**Source document**
= = = =
“Well, technology is a glittering lure. But there’s the rare occasion when the public can be engaged on a level beyond flash, if they have a sentimental bond with the product.”
Don Draper said that. In an episode of Mad Men, a show that is — almost definitively — about nostalgia.
But your memories are not real. In some ways they don’t even exist.
The broad scientific consensus is that memories are a construction. A reconstruction to be more precise. Nothing more than a series of processes and mechanisms that are collated, interpreted and invented depending on the circumstances in which they are being invented.
In other words, the act of remembering is an act of creation. Your memories, as a tangible, retrievable thing, literally do not exist.
It’s been an interesting week for memories.
Yesterday EA released a brand new, well-received trailer for its upcoming video game Star Wars: Battlefront. In the trailer, a man in his late 20s or early 30s sits in an office setting. ‘Millennial Office Man’: the assumed video game demographic in human form. He is working hard at his job that gives him the disposable income he needs to buy all the video games we assume he is playing.
= = = =
**Information shown**
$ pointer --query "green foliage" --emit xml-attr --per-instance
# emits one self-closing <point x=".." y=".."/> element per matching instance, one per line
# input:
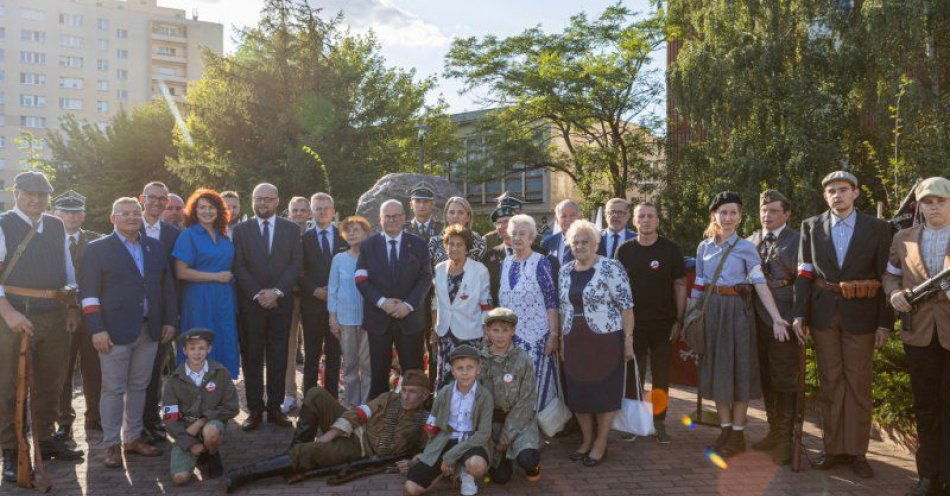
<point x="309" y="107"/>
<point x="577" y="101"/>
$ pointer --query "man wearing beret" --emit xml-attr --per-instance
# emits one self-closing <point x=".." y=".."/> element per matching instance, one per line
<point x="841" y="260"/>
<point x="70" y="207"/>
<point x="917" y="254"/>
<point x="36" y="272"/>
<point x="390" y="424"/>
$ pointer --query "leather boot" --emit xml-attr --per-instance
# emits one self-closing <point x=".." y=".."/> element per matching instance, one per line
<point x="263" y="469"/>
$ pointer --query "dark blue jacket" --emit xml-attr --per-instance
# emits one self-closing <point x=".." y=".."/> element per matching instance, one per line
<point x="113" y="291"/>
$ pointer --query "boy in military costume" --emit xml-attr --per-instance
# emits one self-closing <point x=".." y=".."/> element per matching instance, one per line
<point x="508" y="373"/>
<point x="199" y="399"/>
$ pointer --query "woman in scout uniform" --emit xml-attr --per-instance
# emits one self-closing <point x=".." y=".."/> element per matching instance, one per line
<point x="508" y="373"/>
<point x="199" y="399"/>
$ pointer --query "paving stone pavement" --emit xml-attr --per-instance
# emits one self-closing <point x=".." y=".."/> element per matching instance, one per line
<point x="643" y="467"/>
= = = =
**Task list**
a) Reproduce verbatim the passage of the article on memory and nostalgia that opens with the words containing "Yesterday EA released" and closes with "he is playing.".
b) Resume the article on memory and nostalgia, picking up right after its final sentence.
The entries have no connection to the article on memory and nostalgia.

**Answers given**
a)
Yesterday EA released a brand new, well-received trailer for its upcoming video game Star Wars: Battlefront. In the trailer, a man in his late 20s or early 30s sits in an office setting. ‘Millennial Office Man’: the assumed video game demographic in human form. He is working hard at his job that gives him the disposable income he needs to buy all the video games we assume he is playing.

b)
Millennial Office Man is working late in the office job we assume he hates. There is no-one else is in the office and the suggestion is clear: he shouldn’t be working at this hour. But he has no choice. There is a project that needs to be complete ASAP. He needs to get those numbers on his boss’s desk by tomorrow morning. Something like that. Millennial Office Man is on deadline. Life is difficult. Adult life is difficult. Some form of escape is required. This is understood.
Millennial Office Man picks up a Star Wars figurine. An R2-D2. It sits on his desk. In a moment of contemplation he rotates this emblem of a childhood frozen in time. Meditating, we assume, on the adult he has become: a Millennial Office Man who works late into the night and no longer has time for his childhood joys.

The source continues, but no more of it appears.